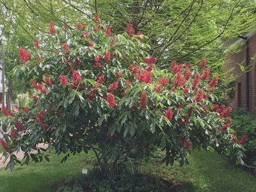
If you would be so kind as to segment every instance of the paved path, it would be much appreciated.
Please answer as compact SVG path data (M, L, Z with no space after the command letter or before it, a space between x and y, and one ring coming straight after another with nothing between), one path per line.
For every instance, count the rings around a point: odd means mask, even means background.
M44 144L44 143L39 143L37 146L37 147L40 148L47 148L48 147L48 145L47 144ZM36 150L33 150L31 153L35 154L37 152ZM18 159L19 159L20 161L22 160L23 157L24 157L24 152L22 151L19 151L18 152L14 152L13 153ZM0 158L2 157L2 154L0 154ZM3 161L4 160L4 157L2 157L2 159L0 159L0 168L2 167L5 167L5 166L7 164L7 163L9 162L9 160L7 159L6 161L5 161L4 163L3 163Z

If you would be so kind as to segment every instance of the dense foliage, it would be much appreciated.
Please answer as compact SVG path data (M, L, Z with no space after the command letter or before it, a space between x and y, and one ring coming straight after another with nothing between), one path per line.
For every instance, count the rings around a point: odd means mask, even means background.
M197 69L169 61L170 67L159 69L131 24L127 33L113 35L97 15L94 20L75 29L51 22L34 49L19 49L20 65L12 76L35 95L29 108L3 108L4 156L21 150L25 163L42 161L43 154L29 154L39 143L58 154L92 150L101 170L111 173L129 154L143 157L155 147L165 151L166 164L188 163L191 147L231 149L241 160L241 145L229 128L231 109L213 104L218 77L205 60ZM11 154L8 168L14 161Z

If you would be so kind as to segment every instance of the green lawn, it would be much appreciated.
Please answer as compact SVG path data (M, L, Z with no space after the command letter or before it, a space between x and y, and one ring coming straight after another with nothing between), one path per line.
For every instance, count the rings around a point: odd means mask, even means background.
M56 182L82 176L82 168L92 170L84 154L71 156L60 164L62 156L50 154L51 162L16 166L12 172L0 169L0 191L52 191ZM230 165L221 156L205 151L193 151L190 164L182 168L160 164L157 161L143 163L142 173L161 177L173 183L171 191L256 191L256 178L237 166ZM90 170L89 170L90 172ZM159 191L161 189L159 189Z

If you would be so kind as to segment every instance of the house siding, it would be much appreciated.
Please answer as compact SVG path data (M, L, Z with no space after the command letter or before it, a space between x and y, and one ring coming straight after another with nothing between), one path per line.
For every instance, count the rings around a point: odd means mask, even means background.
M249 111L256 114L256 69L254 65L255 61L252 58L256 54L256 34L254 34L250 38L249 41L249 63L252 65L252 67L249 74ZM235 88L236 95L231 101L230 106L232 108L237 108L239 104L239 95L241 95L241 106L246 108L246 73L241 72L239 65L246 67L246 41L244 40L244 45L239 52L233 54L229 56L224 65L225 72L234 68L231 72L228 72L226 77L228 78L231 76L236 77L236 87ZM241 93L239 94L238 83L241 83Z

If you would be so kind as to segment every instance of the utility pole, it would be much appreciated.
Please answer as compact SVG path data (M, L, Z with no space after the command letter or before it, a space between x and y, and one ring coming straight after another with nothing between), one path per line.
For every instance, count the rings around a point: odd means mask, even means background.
◆ ◆ ◆ ◆
→ **Goal**: Copy out verbatim the lines above, starting at the line that contains "pole, it would be much appreciated." and continuing through the last line.

→ **Response to the task**:
If you would be so kind as to segment every instance of the utility pole, it would be much appreciated.
Please answer as compact SVG path data (M, L, Z with no space after the command letter or before it, a space between x and y, and one ring coming straight after another with nothing between), one path per line.
For every instance, count the rings around a point: odd means mask, even means background.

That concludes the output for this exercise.